Texto dado =>
————
No mês passado fiz uma postagem sobre o projeto de lei
municipal 294/2005 que instituía em São Paulo o “Dia do Orgulho Heterossexual”.
Felizmente o prefeito Gilberto Kassab, em um de seus
raríssimos momentos de lucidez, (creio até que tenha sido o único enquanto
prefeito) decidiu vetar o projeto. Realmente foi uma surpresa esse veto vindo
de um prefeito famoso pela truculência. Lembremos penas de um episódio:
De toda forma, publico hoje o texto
do veto aqui, tendo em vista que dificilmente o prefeito Kassab nos dará, em
vida, outro motivo para elogio.
O Marcelo Semer já comentou o veto em seu blog, veja aqui. De forma
que me limitarei a colocar aqui as razões do veto para aqueles que se
interessarem em ler. Não acrescento mais nada também porque creio que estaria
apenas repetindo o que eu mesmo já publiquei na postagem O Orgulho que Serve ao Preconceito, bem como o que outros
companheiros da blogosfera já falaram, como na postagem Orgulho Heterossexual do blog Janela da Parede Azul mantido por Oscar Santos.
Dessa forma, segue as razões do veto
redigidas pela assessoria jurídica do prefeito.
Ivan de Sampaio
RAZÕES DE VETO
Projeto de Lei nº 294/05
Ofício ATL nº 105, de 30 de agosto de 2011
Senhor Presidente,
Por meio do ofício acima referenciado, ao qual ora me reporto, Vossa Excelência encaminhou à sanção cópia autêntica do Projeto de Lei nº 294/05, de autoria do Vereador Carlos Apolinário, aprovado na sessão de 2 de agosto do corrente ano, que objetiva dispor sobre a instituição do “Dia Municipal do Orgulho Heterossexual”. De acordo com o teor da propositura, o “Dia Municipal do Orgulho Heterossexual”, a ser anualmente comemorado no 3º domingo do mês de dezembro, integrará o “Calendário Oficial de Datas e Eventos do Município de São Paulo”, devendo o Poder Executivo envidar esforços no sentido de divulgar a data com o objetivo de “conscientizar e estimular a população a resguardar a moral e os bons costumes” (artigos 1º e 2º).
————
Dados de origem

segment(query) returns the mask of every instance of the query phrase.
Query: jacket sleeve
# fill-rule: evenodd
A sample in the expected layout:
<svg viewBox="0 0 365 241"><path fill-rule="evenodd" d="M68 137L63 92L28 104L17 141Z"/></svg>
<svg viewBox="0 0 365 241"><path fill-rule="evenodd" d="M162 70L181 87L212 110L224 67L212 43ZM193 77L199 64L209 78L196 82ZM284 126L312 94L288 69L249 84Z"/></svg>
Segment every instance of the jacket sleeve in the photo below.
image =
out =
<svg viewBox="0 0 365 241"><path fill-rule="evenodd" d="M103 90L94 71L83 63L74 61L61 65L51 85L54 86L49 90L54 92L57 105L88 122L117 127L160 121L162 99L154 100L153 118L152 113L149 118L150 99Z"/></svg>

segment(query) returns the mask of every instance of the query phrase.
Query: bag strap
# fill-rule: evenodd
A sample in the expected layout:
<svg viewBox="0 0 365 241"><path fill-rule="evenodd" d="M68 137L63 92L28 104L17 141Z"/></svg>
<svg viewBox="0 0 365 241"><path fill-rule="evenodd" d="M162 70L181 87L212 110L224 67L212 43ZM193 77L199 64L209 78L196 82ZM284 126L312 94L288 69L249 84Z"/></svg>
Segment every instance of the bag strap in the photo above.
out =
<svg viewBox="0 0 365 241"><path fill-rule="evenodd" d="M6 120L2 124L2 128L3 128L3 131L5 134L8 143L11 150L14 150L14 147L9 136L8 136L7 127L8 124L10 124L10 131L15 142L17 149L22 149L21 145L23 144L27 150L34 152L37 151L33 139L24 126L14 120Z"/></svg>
————
Problema proposto => Reproduza, do texto sobre o veto, o trecho que começa em "Ivan de Sampaio" e segue até "(artigos 1º e 2º).".

Exercício resolvido =>
Ivan de Sampaio
RAZÕES DE VETO
Projeto de Lei nº 294/05
Ofício ATL nº 105, de 30 de agosto de 2011
Senhor Presidente,
Por meio do ofício acima referenciado, ao qual ora me reporto, Vossa Excelência encaminhou à sanção cópia autêntica do Projeto de Lei nº 294/05, de autoria do Vereador Carlos Apolinário, aprovado na sessão de 2 de agosto do corrente ano, que objetiva dispor sobre a instituição do “Dia Municipal do Orgulho Heterossexual”. De acordo com o teor da propositura, o “Dia Municipal do Orgulho Heterossexual”, a ser anualmente comemorado no 3º domingo do mês de dezembro, integrará o “Calendário Oficial de Datas e Eventos do Município de São Paulo”, devendo o Poder Executivo envidar esforços no sentido de divulgar a data com o objetivo de “conscientizar e estimular a população a resguardar a moral e os bons costumes” (artigos 1º e 2º).